LIST OF TASKS -
a - For each of these statements, say yes or no depending on whether the Juneteenth jazz article agrees with it, and quote the words from the article that settle it: (i) Bryan Stevenson is the artistic and managing director of Jazz at Lincoln Center. (ii) "Freedom, Justice and Hope" was recorded in 2021. (iii) The album can only be bought as a physical record.
b - Extend the Juneteenth jazz article with new text that picks up after its final sentence.

>> BEGIN PROVIDED TEXT

Jazz, justice and Juneteenth: Wynton Marsalis and Bryan Stevenson join forces to honor Black protest

NEW YORK (AP) — Black music traditions such as jazz are central to celebrations of Juneteenth, says civil rights lawyer and jazz pianist Bryan Stevenson.

That’s why he and Pulitzer Prize-winning jazz artist Wynton Marsalis have debuted “Freedom, Justice and Hope,” a live performance album of historic jazz records created to protest racial injustice, in time for this year’s celebrations.

Along with a new arrangement of saxophonist John Coltrane’s “Alabama,” which pays homage to the four Black girls killed when the Ku Klux Klan bombed Birmingham’s 16th Street Baptist Church in 1963, the project includes original compositions by up-and-coming bassist Endea Owens and trumpeter Josh Evans.

The album, released under Blue Engine Records, features the orchestra of Jazz at Lincoln Center, where Marsalis is the artistic and managing director. It is now streaming on digital platforms.

Its release comes ahead of this summer’s 10-year marking of the death of Michael Brown, a Black teenager fatally shot by police in Ferguson, Missouri, that set off a wave of Black Lives Matter protests. When “Freedom, Justice and Hope” was recorded three years ago, in 2021, the nation was reeling from another flashpoint — the murder of George Floyd by a police officer in Minneapolis.

>> END PROVIDED TEXT
>> BEGIN DATA ROWS

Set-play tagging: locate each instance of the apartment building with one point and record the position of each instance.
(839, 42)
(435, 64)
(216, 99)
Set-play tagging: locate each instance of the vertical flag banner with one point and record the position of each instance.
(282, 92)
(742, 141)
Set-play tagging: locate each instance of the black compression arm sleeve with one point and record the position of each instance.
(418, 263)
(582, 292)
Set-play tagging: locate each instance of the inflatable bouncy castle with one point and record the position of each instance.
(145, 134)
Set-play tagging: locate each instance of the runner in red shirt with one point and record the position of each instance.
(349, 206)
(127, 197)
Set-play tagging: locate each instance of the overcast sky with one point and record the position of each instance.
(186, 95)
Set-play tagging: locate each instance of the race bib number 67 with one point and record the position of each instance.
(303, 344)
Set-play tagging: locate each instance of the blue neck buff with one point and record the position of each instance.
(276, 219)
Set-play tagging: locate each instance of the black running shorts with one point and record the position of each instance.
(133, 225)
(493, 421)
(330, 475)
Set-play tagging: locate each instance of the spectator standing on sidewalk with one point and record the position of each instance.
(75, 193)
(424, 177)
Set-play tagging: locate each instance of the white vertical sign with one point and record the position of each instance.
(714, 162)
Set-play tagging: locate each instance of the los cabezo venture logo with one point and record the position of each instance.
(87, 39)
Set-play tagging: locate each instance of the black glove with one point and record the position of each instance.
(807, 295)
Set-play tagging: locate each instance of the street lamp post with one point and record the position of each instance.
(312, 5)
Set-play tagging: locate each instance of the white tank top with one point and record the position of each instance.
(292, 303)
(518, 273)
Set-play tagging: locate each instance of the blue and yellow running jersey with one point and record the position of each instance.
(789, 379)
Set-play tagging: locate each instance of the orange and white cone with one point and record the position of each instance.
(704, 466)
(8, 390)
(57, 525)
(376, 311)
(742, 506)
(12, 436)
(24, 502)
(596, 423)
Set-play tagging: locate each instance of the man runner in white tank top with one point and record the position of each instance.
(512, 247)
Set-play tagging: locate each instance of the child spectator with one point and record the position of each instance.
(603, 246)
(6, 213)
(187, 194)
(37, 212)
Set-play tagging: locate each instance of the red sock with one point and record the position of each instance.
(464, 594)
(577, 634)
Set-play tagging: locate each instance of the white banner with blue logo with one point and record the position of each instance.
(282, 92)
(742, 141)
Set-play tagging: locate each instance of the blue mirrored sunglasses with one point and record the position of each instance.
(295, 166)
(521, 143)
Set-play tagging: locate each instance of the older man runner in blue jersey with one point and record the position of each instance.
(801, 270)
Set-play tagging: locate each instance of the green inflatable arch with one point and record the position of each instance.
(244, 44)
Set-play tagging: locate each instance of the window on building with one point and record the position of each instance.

>> END DATA ROWS

RESULTS -
a -
(i) No: "where Marsalis is the artistic and managing director"
(ii) Yes: "When “Freedom, Justice and Hope” was recorded three years ago, in 2021"
(iii) No: "It is now streaming on digital platforms."

b -
“To take some of the great jazz works of the 20th century and integrate them with the narrative about the long struggle for social justice in this country is just a dream come true,” said Stevenson, who founded the Equal Justice Initiative, a criminal justice reform and racial justice nonprofit based in Montgomery, Alabama.

The history of jazz and musicianship in Black American protest is deeper than many people realize, said Marsalis, the legendary trumpeter who delivers stirring melodies throughout the album. Stevenson accompanies on piano and interweaves spoken reflections on disenfranchisement, racial injustice and the activism that ignited in response.

“Jazz, itself, was a counterstatement to minstrelsy,” said Marsalis, referring to a form of entertainment popularized in the 20th century that included white actors with blackened faces performing racist depictions of African Americans.

“Jazz still has that same impact,” he said. “People show up, they can play, they’re serious about what they do. They will discuss issues and be for real about it, and they don’t feel the need to denigrate themselves.”

Derived from ragtime and blues, cultivated in turn-of-the-century New Orleans, and rising to prominence during the Harlem Renaissance, the genre is a crossroads where music meets the march for justice. Some historians even consider jazz singer Billie Holiday’s 1939 rendition of “Strange Fruit,” an anti-lynching poem by Abel Meeropol, one of the catalysts of the Civil Rights Movement.

“I think jazz as an art form needs to be understood as a protest against these narratives that Black people are somehow incapable,” Stevenson said. “The extraordinary thing that jazz musicians did was that they took Western music, did things to these art forms that others have been playing for centuries, and added things that dazzled and inspired.”

“They did it with a kind of dignity and intentionality of rebutting this false narrative of racial hierarchy,” he said.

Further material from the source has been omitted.